▸ **Requirement**
Reproduce the rows below, from the line containing "Could you please locate the green grass" through the end of the rows, substituting "grassy playing field" for "green grass field" and leaving everything else unchanged.
-*-
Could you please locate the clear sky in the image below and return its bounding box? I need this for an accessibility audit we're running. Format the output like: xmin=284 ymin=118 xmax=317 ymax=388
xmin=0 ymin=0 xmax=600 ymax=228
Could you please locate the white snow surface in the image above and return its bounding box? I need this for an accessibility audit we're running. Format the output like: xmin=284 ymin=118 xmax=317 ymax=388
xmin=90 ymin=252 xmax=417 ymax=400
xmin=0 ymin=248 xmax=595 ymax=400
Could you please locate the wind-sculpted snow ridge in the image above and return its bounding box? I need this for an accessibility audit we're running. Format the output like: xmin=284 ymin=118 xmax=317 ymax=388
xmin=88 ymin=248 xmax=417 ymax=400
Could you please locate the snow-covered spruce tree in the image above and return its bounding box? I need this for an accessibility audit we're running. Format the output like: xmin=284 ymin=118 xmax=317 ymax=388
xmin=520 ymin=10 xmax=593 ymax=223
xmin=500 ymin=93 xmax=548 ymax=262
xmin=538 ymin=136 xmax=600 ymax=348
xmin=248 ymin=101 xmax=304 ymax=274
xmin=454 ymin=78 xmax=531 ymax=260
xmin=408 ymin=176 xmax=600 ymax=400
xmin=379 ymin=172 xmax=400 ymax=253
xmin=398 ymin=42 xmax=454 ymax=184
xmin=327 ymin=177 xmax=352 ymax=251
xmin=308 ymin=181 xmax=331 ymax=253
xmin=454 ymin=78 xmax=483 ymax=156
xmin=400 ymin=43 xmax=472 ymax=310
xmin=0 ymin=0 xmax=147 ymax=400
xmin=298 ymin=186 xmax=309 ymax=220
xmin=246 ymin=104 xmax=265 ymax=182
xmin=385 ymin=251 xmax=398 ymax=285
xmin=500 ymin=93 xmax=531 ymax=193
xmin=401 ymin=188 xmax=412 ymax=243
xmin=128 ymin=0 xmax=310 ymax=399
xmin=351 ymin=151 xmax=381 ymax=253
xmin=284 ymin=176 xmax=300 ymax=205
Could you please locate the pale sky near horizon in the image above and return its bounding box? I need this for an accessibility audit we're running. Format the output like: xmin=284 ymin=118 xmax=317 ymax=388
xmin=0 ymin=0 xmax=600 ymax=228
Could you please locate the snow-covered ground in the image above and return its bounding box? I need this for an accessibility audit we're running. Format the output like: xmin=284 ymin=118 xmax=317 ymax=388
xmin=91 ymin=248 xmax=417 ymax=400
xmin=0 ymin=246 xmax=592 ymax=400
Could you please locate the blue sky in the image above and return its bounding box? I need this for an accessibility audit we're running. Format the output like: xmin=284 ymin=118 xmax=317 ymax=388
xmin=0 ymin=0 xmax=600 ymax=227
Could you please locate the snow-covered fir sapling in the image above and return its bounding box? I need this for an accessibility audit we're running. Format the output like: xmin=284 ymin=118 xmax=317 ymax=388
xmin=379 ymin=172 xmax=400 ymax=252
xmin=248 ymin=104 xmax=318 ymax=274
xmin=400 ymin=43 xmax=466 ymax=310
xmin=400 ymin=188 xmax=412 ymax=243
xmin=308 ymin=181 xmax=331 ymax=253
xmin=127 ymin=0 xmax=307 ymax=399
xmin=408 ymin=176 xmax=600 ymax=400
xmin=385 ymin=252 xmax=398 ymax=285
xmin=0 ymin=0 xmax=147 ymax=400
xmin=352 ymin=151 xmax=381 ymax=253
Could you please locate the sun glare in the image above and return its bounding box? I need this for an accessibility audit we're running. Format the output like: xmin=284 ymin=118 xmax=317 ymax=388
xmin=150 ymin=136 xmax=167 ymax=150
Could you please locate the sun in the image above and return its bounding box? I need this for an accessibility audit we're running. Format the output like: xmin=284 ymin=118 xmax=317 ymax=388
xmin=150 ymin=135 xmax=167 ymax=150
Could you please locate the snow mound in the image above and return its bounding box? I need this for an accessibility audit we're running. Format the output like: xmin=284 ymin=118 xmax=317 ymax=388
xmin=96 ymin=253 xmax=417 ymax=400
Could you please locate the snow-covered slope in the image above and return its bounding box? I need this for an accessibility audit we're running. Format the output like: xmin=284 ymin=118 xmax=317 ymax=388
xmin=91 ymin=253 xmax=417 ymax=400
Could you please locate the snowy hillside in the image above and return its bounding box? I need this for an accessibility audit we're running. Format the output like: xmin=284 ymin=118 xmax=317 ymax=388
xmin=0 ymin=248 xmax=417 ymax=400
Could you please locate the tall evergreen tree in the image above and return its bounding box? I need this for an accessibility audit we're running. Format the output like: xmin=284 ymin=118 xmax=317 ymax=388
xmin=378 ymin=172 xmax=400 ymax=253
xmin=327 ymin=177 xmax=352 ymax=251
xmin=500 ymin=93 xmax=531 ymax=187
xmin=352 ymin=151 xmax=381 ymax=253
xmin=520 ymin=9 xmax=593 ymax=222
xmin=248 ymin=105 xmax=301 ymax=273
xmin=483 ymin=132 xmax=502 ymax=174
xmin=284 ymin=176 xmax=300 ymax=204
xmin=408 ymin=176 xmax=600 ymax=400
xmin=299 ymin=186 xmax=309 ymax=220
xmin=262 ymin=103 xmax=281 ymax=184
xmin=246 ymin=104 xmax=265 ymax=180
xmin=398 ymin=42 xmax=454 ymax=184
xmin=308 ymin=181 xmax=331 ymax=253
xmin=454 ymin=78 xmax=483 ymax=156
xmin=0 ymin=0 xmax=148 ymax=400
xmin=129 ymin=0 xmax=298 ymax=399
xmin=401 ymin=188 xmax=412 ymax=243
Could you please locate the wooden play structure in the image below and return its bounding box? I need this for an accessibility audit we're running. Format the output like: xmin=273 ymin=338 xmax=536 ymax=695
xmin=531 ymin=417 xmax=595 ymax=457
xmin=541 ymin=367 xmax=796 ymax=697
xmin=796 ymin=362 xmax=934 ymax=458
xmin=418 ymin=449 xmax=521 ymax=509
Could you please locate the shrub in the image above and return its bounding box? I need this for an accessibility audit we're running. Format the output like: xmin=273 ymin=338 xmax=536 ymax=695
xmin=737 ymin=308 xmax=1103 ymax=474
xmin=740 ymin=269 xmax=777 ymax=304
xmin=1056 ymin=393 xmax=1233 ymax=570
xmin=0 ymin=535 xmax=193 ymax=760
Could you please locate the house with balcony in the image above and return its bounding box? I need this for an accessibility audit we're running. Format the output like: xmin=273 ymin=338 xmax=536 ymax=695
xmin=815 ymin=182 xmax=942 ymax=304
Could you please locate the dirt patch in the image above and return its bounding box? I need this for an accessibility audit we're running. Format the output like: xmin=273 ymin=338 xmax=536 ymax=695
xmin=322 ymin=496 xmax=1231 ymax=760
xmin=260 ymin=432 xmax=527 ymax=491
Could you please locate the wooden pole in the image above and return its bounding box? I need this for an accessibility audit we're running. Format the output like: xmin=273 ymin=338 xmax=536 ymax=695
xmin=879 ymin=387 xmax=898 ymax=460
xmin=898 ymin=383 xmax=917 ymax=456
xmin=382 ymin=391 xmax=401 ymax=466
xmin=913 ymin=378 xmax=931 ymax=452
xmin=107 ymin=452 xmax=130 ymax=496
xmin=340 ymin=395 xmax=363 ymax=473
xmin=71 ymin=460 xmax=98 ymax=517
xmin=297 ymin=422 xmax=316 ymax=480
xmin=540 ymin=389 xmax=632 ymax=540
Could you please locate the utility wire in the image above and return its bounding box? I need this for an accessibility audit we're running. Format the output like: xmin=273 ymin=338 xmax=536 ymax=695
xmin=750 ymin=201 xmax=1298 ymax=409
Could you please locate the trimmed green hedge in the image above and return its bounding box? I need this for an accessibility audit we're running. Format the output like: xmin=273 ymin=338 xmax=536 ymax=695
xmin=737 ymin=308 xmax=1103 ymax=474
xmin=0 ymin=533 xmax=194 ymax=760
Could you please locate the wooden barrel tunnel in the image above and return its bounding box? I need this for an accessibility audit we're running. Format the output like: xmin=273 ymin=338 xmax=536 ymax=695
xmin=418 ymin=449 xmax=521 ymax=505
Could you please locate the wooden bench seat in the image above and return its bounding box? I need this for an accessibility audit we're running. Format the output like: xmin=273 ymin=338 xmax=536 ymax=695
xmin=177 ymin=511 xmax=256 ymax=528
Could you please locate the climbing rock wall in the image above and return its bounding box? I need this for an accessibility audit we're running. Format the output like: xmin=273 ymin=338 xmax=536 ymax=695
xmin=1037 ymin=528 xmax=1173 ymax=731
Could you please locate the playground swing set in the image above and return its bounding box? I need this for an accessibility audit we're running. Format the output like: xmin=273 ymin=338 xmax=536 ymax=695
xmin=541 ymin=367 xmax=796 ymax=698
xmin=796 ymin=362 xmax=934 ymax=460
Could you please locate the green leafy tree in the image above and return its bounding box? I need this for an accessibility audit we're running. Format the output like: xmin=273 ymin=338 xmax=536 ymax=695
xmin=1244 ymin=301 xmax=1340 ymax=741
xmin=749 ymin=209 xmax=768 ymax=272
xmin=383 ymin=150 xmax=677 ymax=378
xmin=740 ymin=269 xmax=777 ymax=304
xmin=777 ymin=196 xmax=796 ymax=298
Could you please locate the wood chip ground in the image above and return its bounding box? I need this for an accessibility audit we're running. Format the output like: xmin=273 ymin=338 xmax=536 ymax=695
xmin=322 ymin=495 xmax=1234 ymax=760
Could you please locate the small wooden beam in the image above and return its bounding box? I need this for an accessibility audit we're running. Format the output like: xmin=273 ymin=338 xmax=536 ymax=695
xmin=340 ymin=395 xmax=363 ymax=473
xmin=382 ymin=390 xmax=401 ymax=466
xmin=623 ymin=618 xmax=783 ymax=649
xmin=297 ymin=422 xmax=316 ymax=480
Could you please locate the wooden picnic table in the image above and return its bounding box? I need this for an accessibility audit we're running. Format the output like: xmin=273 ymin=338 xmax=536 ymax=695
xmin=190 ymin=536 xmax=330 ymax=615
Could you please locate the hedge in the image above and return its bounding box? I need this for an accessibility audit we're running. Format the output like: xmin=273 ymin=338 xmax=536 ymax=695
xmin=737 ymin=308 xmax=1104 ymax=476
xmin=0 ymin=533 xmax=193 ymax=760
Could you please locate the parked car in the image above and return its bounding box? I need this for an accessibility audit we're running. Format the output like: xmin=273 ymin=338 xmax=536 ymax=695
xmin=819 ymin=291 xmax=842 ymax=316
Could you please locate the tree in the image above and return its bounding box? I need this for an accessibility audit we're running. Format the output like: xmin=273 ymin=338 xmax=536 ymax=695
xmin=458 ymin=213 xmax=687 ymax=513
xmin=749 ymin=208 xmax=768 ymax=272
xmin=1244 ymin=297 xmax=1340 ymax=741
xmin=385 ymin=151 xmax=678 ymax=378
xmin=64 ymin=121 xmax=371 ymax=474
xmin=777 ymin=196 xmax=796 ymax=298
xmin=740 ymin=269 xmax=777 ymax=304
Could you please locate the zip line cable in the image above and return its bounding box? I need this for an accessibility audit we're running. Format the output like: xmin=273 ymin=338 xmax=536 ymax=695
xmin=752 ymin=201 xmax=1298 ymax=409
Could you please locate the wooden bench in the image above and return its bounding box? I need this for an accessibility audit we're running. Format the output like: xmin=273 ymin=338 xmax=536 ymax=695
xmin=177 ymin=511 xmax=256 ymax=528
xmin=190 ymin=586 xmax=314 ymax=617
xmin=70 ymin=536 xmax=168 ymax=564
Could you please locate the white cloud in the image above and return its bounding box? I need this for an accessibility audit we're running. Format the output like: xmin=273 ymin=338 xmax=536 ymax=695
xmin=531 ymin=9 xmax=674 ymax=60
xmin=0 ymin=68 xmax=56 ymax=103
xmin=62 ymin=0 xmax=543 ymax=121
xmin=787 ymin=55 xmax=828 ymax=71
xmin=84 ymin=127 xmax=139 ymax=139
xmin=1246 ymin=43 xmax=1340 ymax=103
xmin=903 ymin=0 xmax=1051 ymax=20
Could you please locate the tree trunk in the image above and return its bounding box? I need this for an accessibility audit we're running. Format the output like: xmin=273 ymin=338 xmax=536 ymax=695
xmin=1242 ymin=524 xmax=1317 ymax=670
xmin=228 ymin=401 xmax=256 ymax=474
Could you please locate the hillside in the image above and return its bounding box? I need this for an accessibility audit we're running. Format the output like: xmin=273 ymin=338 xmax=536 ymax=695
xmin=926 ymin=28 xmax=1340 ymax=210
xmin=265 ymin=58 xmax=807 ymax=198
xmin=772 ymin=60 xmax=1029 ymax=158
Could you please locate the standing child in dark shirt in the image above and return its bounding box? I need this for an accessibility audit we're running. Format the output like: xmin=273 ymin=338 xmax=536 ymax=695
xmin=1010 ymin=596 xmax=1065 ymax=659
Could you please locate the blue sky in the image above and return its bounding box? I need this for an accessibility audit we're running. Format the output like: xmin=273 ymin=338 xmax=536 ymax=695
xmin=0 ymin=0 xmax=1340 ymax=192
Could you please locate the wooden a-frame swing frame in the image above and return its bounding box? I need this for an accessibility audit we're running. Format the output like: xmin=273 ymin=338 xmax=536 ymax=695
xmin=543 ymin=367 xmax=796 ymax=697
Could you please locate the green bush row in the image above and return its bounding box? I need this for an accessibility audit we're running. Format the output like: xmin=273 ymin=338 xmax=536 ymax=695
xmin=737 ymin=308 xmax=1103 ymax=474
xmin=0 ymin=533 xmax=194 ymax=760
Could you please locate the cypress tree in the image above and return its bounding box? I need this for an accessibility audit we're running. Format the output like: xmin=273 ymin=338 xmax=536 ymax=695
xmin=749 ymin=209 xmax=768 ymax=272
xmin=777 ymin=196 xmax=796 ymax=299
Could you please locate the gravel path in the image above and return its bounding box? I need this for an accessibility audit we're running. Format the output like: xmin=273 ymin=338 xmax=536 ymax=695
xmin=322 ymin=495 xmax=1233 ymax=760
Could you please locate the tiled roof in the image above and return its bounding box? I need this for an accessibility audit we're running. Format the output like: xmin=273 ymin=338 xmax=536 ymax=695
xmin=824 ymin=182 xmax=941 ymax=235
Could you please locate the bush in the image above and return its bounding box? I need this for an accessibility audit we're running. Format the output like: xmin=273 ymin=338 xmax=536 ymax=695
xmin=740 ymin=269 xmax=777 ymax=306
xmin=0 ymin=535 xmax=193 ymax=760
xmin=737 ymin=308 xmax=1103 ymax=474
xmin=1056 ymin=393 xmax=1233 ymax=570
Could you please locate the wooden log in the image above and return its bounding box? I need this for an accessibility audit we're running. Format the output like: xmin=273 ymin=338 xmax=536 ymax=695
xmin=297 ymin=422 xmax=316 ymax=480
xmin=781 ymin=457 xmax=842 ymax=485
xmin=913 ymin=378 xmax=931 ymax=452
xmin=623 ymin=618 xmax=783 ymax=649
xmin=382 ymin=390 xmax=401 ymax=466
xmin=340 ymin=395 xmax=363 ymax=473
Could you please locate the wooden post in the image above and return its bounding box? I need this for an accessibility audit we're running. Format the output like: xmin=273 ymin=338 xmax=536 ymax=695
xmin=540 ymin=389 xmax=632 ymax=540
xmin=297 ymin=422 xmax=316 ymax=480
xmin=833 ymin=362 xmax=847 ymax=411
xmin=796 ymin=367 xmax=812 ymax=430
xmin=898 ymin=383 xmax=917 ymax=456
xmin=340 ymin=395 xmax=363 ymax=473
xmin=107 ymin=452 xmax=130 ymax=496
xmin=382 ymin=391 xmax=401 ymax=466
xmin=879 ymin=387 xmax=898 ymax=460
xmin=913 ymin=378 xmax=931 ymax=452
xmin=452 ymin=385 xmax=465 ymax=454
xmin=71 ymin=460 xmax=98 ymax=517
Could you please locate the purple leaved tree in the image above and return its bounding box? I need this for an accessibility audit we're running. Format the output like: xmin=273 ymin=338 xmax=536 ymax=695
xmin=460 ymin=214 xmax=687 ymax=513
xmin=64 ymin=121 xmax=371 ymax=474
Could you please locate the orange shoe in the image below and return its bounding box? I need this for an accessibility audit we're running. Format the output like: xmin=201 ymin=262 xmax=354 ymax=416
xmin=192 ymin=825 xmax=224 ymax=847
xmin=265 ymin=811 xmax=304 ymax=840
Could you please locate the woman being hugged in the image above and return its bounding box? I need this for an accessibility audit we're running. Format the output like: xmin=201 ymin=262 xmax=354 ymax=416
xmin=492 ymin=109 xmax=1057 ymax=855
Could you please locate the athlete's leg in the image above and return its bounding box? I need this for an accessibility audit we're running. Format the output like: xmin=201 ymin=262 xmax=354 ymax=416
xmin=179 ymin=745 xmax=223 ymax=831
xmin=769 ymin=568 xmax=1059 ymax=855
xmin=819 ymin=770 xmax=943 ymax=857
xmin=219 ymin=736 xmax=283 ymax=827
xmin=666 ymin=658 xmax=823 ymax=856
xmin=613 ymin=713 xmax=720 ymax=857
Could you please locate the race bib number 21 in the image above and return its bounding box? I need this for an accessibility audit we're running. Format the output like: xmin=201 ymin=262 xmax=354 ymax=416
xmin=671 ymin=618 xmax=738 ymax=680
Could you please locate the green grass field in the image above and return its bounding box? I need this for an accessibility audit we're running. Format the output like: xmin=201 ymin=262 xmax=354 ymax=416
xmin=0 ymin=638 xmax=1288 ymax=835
-*-
▸ **Full solution**
Could you please locate the grassy playing field in the image above and return its bounding box? I need this for an accessibility audit we're running. Format the output like: xmin=201 ymin=262 xmax=354 ymax=416
xmin=0 ymin=638 xmax=1288 ymax=835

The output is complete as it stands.